◆ What this task involves
Reproduce the lines of the listing below as a numbered list, from the line containing "Where can you see the puppy's black nose" through the line containing "point(916, 659)", omitting blank lines and any pictures.

◆ Excerpts from a location annotation dataset
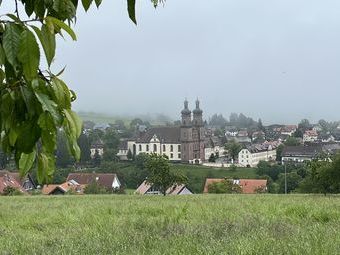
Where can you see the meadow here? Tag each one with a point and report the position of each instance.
(197, 224)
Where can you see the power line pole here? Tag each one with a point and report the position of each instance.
(285, 179)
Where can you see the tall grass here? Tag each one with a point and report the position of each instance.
(198, 224)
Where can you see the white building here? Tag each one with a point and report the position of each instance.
(252, 155)
(162, 140)
(310, 136)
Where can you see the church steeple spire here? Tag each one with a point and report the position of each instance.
(186, 114)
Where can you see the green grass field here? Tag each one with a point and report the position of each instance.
(197, 224)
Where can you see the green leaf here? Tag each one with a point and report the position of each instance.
(11, 40)
(26, 162)
(29, 54)
(2, 56)
(131, 10)
(46, 167)
(47, 40)
(62, 25)
(61, 93)
(98, 2)
(86, 4)
(49, 132)
(13, 135)
(64, 9)
(48, 105)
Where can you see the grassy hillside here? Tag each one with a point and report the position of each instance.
(198, 224)
(198, 174)
(101, 118)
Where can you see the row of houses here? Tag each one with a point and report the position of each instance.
(303, 153)
(77, 182)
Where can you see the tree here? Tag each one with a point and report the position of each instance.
(35, 102)
(279, 151)
(96, 159)
(160, 175)
(63, 156)
(233, 148)
(129, 155)
(260, 125)
(292, 141)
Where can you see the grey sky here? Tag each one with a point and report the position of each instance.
(274, 59)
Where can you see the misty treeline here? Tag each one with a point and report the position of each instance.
(236, 120)
(321, 175)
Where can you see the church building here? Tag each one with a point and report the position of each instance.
(180, 144)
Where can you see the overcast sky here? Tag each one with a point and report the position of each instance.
(274, 59)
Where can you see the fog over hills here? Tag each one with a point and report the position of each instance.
(275, 60)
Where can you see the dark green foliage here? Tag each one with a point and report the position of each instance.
(233, 148)
(84, 145)
(292, 141)
(159, 173)
(96, 159)
(279, 151)
(293, 181)
(212, 158)
(94, 188)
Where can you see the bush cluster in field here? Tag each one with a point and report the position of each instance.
(199, 224)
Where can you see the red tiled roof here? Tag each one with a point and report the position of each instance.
(104, 180)
(248, 186)
(174, 190)
(7, 179)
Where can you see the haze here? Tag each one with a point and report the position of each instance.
(275, 60)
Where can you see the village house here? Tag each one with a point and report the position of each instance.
(253, 154)
(310, 136)
(288, 130)
(107, 180)
(180, 144)
(26, 183)
(248, 186)
(61, 189)
(148, 189)
(213, 145)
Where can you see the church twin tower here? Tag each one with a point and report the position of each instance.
(192, 134)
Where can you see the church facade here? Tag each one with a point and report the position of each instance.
(180, 144)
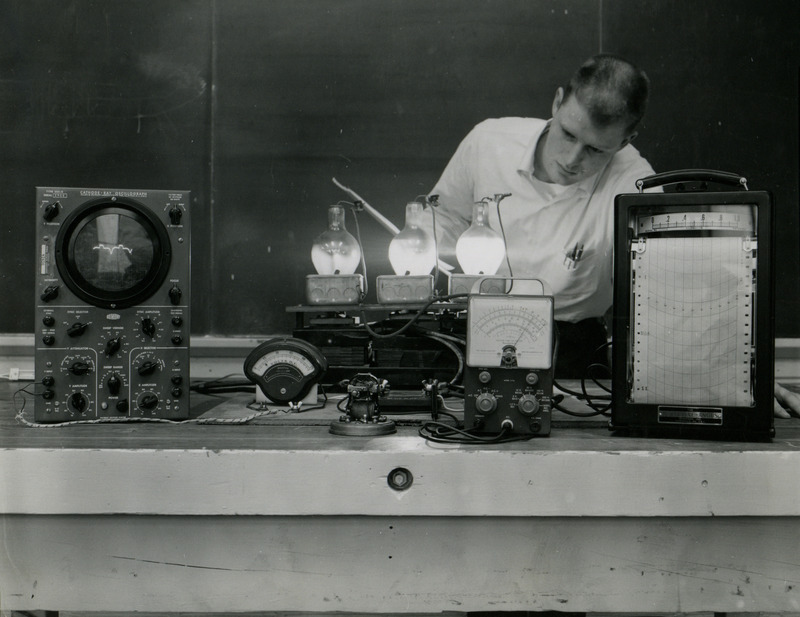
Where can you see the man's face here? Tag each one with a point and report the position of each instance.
(575, 148)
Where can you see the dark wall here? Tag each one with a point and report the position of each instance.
(255, 105)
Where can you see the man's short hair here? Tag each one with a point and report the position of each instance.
(612, 89)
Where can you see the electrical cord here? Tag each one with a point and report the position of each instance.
(440, 432)
(600, 404)
(411, 321)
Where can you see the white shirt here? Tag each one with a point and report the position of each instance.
(543, 222)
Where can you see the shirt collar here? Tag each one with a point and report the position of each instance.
(525, 166)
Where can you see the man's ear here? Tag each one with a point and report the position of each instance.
(628, 139)
(557, 100)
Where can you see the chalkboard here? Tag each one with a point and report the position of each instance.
(254, 105)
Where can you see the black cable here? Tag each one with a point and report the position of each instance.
(440, 432)
(411, 321)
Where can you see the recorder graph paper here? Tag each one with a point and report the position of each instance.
(692, 321)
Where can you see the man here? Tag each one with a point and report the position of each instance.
(562, 175)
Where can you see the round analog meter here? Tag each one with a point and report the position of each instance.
(285, 369)
(510, 331)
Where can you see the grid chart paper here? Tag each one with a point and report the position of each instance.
(692, 321)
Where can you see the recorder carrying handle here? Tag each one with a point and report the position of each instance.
(698, 176)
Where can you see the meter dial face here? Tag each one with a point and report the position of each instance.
(285, 369)
(510, 331)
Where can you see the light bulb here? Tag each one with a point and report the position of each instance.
(335, 250)
(480, 249)
(412, 251)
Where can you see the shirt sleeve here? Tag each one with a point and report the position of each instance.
(455, 191)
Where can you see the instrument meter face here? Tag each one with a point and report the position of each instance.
(285, 369)
(510, 331)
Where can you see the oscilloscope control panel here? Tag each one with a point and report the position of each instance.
(112, 304)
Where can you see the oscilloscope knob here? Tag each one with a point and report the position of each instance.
(113, 345)
(528, 404)
(486, 402)
(80, 367)
(50, 293)
(114, 384)
(78, 402)
(175, 294)
(51, 211)
(175, 215)
(148, 327)
(148, 401)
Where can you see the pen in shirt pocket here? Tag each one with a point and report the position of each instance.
(573, 255)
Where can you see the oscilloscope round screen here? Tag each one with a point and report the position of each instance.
(113, 254)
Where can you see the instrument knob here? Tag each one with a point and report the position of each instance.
(528, 404)
(50, 293)
(175, 215)
(113, 345)
(80, 367)
(114, 384)
(77, 329)
(148, 327)
(78, 402)
(148, 401)
(51, 211)
(147, 367)
(175, 294)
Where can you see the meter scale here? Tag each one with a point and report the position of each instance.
(499, 325)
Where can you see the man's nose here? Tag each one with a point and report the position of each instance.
(574, 156)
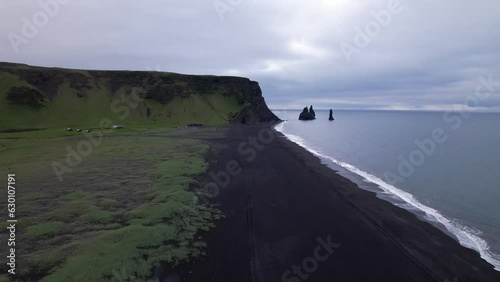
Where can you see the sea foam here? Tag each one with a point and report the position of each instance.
(466, 236)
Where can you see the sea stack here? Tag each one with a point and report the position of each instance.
(307, 114)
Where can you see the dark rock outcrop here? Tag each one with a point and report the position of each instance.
(44, 85)
(307, 114)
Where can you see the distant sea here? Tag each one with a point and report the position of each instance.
(444, 167)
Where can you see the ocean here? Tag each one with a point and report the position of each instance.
(444, 167)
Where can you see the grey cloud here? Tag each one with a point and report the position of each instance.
(429, 56)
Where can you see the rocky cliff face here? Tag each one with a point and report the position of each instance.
(201, 97)
(307, 114)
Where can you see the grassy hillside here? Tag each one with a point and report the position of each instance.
(47, 98)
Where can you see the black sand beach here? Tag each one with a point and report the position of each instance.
(291, 218)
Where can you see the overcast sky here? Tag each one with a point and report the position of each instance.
(426, 54)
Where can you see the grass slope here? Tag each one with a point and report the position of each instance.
(48, 98)
(131, 205)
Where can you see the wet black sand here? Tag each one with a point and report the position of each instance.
(290, 218)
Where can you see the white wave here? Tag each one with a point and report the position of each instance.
(467, 236)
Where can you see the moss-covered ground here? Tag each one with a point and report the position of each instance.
(131, 204)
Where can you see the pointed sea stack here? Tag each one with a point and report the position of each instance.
(307, 114)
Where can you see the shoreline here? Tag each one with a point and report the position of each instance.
(274, 221)
(400, 198)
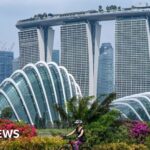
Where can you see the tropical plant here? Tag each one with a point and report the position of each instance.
(7, 113)
(85, 108)
(139, 131)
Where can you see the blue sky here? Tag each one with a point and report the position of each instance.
(13, 10)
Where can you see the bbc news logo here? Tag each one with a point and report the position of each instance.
(9, 134)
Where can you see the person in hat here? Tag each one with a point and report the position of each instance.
(79, 131)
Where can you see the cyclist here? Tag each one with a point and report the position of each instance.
(79, 131)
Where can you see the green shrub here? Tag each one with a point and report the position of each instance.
(120, 146)
(35, 143)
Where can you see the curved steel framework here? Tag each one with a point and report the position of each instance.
(62, 75)
(138, 104)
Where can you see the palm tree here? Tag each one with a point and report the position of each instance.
(85, 108)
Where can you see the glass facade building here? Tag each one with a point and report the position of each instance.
(134, 107)
(132, 56)
(56, 56)
(6, 64)
(105, 83)
(35, 90)
(79, 53)
(35, 44)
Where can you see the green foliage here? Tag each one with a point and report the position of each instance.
(120, 146)
(36, 143)
(102, 130)
(40, 123)
(7, 113)
(85, 108)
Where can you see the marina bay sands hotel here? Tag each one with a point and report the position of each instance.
(80, 42)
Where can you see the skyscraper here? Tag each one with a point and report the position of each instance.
(105, 83)
(6, 58)
(16, 64)
(56, 56)
(132, 56)
(35, 44)
(79, 53)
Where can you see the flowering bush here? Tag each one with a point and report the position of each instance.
(35, 143)
(120, 146)
(25, 130)
(139, 130)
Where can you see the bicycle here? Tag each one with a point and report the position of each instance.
(70, 145)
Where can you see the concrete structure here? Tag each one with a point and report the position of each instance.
(79, 53)
(56, 56)
(16, 64)
(132, 56)
(33, 91)
(35, 44)
(134, 107)
(6, 64)
(105, 83)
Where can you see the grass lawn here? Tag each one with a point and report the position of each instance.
(53, 132)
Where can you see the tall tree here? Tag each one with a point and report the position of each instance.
(85, 108)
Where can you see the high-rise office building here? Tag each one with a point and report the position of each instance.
(16, 64)
(105, 83)
(79, 53)
(56, 56)
(6, 58)
(35, 44)
(132, 56)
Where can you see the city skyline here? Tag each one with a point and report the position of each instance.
(13, 11)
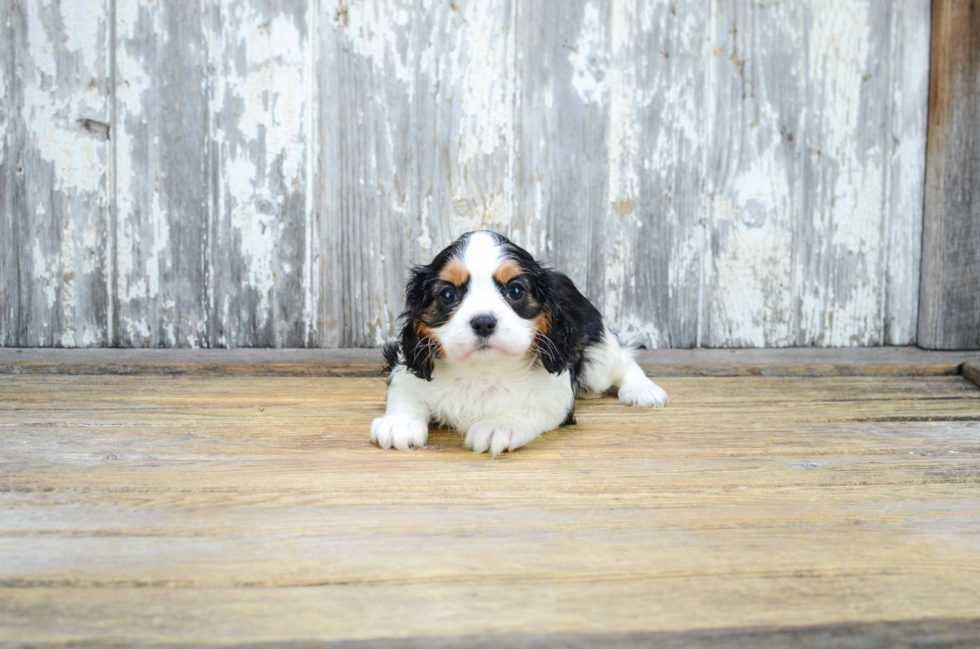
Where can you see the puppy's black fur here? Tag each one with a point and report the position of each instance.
(573, 323)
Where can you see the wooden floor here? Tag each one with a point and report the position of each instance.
(754, 511)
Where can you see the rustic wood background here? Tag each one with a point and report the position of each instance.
(234, 173)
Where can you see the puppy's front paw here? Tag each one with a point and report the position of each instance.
(643, 393)
(398, 431)
(496, 437)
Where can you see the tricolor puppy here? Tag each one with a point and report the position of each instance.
(498, 347)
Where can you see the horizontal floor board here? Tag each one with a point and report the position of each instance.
(248, 509)
(866, 361)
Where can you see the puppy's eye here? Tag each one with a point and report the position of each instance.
(448, 296)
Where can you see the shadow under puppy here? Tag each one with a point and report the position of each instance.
(498, 347)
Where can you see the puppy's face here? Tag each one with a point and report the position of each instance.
(480, 298)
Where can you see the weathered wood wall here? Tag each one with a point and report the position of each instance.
(261, 173)
(949, 313)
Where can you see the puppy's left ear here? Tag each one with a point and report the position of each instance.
(556, 340)
(417, 351)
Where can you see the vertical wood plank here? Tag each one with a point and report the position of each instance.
(754, 175)
(563, 124)
(908, 63)
(367, 184)
(465, 105)
(9, 284)
(841, 233)
(262, 100)
(163, 175)
(416, 147)
(811, 154)
(650, 263)
(56, 162)
(949, 307)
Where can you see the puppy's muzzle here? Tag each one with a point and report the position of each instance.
(483, 325)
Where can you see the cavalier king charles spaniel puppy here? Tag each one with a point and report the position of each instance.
(498, 347)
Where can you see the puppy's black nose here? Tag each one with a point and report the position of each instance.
(483, 325)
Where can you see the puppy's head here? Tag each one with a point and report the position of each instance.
(481, 298)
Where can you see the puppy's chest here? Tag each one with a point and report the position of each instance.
(463, 398)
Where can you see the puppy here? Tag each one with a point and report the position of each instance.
(498, 347)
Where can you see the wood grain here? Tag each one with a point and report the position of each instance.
(262, 104)
(164, 187)
(825, 201)
(56, 165)
(197, 510)
(949, 313)
(723, 173)
(872, 361)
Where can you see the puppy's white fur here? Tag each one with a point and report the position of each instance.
(496, 395)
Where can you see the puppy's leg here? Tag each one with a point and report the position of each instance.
(507, 433)
(609, 365)
(512, 428)
(405, 424)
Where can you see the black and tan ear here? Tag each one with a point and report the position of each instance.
(572, 324)
(556, 334)
(418, 349)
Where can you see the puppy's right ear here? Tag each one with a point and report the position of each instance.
(417, 349)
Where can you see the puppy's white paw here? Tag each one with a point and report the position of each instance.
(399, 431)
(496, 437)
(643, 393)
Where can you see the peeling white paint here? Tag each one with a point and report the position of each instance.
(626, 74)
(589, 57)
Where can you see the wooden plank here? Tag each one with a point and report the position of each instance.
(949, 307)
(918, 634)
(907, 68)
(9, 281)
(242, 510)
(821, 201)
(161, 295)
(56, 162)
(603, 197)
(971, 371)
(561, 174)
(875, 361)
(442, 73)
(262, 110)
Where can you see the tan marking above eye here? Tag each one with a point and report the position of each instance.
(541, 324)
(455, 272)
(506, 271)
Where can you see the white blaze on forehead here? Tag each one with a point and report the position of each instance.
(482, 256)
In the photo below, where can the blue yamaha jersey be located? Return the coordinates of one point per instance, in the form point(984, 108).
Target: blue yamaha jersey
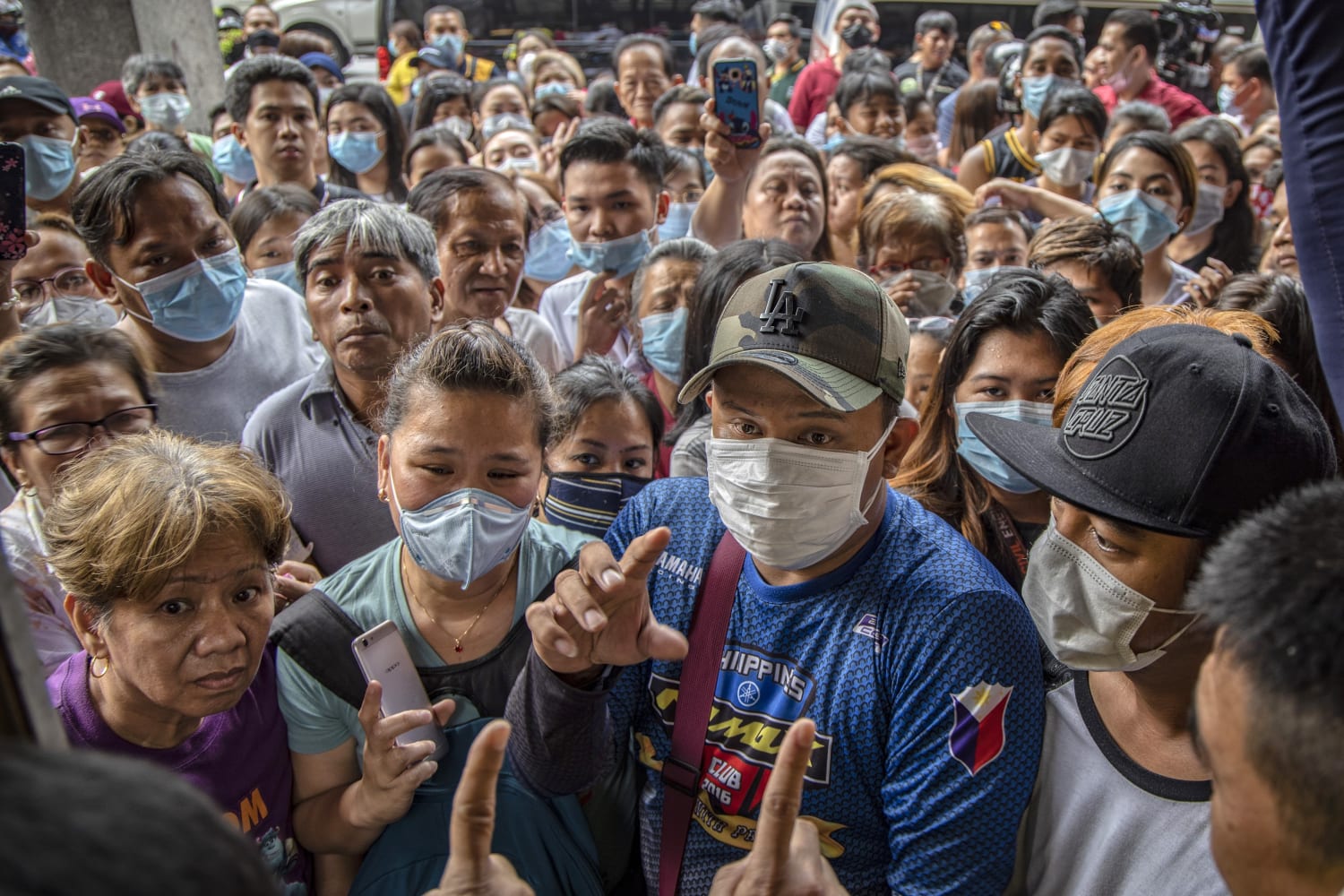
point(916, 659)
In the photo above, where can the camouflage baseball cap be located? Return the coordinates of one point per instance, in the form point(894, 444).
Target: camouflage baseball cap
point(828, 328)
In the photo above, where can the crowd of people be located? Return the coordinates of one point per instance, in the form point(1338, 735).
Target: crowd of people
point(937, 495)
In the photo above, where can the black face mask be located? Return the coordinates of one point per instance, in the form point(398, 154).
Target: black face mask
point(857, 37)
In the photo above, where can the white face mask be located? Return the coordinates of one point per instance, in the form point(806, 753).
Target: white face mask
point(790, 505)
point(1067, 167)
point(1086, 616)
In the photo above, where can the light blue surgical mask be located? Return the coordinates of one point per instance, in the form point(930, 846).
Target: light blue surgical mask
point(354, 151)
point(48, 166)
point(621, 255)
point(978, 455)
point(677, 223)
point(462, 535)
point(287, 274)
point(548, 253)
point(978, 281)
point(198, 303)
point(233, 160)
point(1147, 220)
point(1037, 90)
point(663, 341)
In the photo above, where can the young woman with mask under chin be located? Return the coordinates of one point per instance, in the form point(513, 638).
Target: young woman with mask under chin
point(1003, 358)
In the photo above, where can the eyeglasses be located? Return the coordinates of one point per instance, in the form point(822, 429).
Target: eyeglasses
point(67, 438)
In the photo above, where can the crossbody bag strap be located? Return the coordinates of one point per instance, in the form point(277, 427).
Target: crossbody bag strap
point(695, 697)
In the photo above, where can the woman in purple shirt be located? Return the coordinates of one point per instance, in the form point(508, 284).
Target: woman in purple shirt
point(167, 548)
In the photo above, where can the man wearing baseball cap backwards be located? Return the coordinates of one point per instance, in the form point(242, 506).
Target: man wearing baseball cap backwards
point(852, 605)
point(1179, 432)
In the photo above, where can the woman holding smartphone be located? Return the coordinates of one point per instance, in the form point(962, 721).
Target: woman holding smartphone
point(465, 427)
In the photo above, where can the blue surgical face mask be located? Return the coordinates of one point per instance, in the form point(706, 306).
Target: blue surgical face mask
point(233, 160)
point(287, 274)
point(357, 152)
point(976, 282)
point(664, 341)
point(621, 255)
point(198, 303)
point(1037, 90)
point(978, 455)
point(677, 223)
point(462, 535)
point(1147, 220)
point(452, 43)
point(589, 501)
point(548, 253)
point(48, 166)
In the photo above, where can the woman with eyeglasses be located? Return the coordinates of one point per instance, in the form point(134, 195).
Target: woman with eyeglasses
point(65, 392)
point(50, 280)
point(1003, 358)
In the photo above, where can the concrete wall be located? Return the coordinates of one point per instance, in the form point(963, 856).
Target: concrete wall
point(81, 43)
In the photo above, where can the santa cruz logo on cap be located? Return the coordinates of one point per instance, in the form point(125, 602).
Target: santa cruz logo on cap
point(1107, 411)
point(781, 312)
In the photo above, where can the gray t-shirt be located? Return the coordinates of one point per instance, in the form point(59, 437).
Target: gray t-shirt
point(1098, 823)
point(271, 349)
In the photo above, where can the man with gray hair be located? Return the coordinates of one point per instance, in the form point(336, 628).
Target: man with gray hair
point(373, 289)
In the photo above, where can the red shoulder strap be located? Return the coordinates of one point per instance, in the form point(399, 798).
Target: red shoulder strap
point(695, 697)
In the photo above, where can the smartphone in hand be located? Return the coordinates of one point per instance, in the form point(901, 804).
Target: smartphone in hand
point(13, 214)
point(383, 657)
point(737, 101)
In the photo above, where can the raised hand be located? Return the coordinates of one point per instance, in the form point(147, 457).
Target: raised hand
point(392, 771)
point(599, 614)
point(472, 869)
point(785, 857)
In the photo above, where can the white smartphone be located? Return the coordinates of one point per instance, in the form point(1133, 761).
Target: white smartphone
point(383, 657)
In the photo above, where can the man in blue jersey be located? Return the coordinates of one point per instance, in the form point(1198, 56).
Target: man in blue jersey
point(854, 606)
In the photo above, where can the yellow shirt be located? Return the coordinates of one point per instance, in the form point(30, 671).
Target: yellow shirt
point(400, 78)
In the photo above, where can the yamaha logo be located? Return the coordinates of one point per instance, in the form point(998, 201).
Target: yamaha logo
point(1107, 411)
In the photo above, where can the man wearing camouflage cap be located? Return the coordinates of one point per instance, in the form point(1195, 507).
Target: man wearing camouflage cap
point(852, 606)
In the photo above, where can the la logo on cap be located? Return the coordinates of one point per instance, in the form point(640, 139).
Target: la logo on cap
point(781, 312)
point(1107, 411)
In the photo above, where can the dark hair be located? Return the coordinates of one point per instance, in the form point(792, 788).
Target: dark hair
point(1080, 102)
point(435, 93)
point(1250, 61)
point(104, 206)
point(1271, 586)
point(1003, 218)
point(1140, 30)
point(1282, 301)
point(265, 203)
point(1169, 150)
point(870, 153)
point(1098, 245)
point(99, 805)
point(597, 378)
point(435, 196)
point(1016, 300)
point(255, 70)
point(607, 142)
point(935, 21)
point(682, 93)
point(62, 346)
point(435, 136)
point(719, 279)
point(860, 86)
point(470, 357)
point(1234, 237)
point(789, 19)
point(663, 47)
point(378, 102)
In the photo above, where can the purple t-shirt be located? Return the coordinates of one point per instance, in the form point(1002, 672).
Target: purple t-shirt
point(238, 758)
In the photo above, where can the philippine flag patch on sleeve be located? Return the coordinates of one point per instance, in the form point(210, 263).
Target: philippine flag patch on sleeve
point(978, 724)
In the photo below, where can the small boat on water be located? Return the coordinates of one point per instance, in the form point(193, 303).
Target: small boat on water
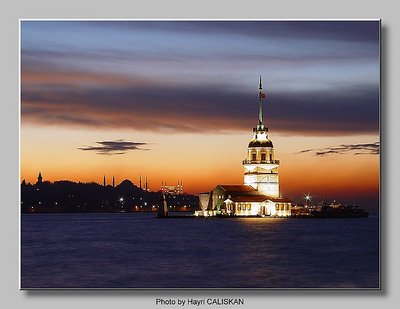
point(336, 210)
point(163, 209)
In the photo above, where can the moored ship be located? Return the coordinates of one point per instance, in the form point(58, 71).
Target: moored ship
point(336, 210)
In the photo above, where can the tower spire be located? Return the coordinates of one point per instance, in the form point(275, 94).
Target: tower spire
point(260, 112)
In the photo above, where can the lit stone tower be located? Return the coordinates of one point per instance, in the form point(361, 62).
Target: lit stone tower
point(260, 167)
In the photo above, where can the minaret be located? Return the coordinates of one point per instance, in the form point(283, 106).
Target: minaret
point(260, 167)
point(40, 179)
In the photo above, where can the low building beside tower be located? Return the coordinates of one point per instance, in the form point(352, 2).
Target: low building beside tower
point(259, 194)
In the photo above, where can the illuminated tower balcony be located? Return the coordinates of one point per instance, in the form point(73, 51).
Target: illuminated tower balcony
point(273, 162)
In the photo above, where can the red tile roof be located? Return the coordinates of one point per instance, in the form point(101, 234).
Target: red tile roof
point(249, 198)
point(237, 188)
point(258, 198)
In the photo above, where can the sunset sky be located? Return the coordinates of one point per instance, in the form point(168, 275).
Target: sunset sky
point(177, 100)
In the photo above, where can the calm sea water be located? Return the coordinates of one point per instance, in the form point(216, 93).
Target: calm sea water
point(137, 250)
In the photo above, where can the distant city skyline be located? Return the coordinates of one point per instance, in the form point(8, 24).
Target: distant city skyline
point(177, 100)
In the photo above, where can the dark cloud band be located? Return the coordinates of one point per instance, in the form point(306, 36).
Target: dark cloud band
point(356, 149)
point(114, 147)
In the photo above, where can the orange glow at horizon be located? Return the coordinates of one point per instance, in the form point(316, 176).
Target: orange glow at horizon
point(200, 161)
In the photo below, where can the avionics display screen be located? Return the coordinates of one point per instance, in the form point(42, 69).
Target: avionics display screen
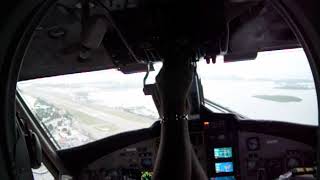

◆ Final answer
1. Where can you see the puppy's black nose here? Tag each one with a point and report the position of each instance.
2. (483, 325)
3. Where can you see the puppy's head here? Tag each one with a point and report the position of each instance.
4. (481, 298)
5. Where can you see the puppy's chest here? Tag each one with a point and report the position of each instance.
6. (463, 398)
7. Where can you see the puppy here? Tag each one with a point and report the position of each instance.
8. (498, 347)
9. Where can you see the wood grain here? Tag each one with a point and report the position of each instance.
10. (262, 104)
11. (164, 187)
12. (825, 201)
13. (56, 165)
14. (197, 510)
15. (949, 313)
16. (723, 173)
17. (872, 361)
18. Where can you see the puppy's white fur here? Tag each one with a point and report the position of each instance.
19. (496, 395)
20. Where can you see the puppy's leg here? Tag each one with a point and report the position of each instance.
21. (507, 433)
22. (609, 365)
23. (512, 428)
24. (405, 424)
25. Where can you see the black and tan ear here? Tag each one with a point and report the position of each instance.
26. (572, 324)
27. (556, 334)
28. (418, 349)
29. Where can you see the puppy's right ear here? Tag each one with a point and report the position of each instance.
30. (417, 349)
31. Where can you see the puppy's white paw here? Tag each one with a point and report the position of each instance.
32. (399, 431)
33. (496, 437)
34. (643, 393)
35. Where can you see the peeling white paint here? Tag each one with a point and report the position of each instance.
36. (626, 74)
37. (589, 57)
38. Where can you see the wooden plank here? Tag each one with a point and report the position of each instance.
39. (949, 307)
40. (918, 634)
41. (907, 68)
42. (9, 281)
43. (242, 510)
44. (821, 201)
45. (161, 295)
46. (56, 162)
47. (603, 197)
48. (971, 371)
49. (561, 174)
50. (875, 361)
51. (442, 73)
52. (262, 110)
53. Where can you see the tan marking above eye here? Tag each one with a point and report the position of each instance.
54. (541, 324)
55. (455, 272)
56. (506, 271)
57. Where can you see the white blaze on forehead here? Tag each one with a point and report the position of each instance.
58. (482, 256)
59. In the photo below, where can the blue yamaha jersey be located? Return the coordinates of one point per instance, in the form point(984, 108).
60. Target: blue yamaha jersey
61. point(916, 659)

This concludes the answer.